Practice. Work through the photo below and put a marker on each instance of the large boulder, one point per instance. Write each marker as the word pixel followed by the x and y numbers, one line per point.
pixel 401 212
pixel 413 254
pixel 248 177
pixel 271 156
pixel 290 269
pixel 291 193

══════

** Required task **
Please update the data above by putting "big rock" in place of "large boulder" and leaving everything else unchanged.

** Answer to this exercise **
Practice. Work through the photo below and put a marker on each instance of the big rock, one point per instance. Write each marker as the word pixel followed by the x and y numbers, one line per point.
pixel 401 212
pixel 413 254
pixel 248 177
pixel 271 156
pixel 290 269
pixel 291 193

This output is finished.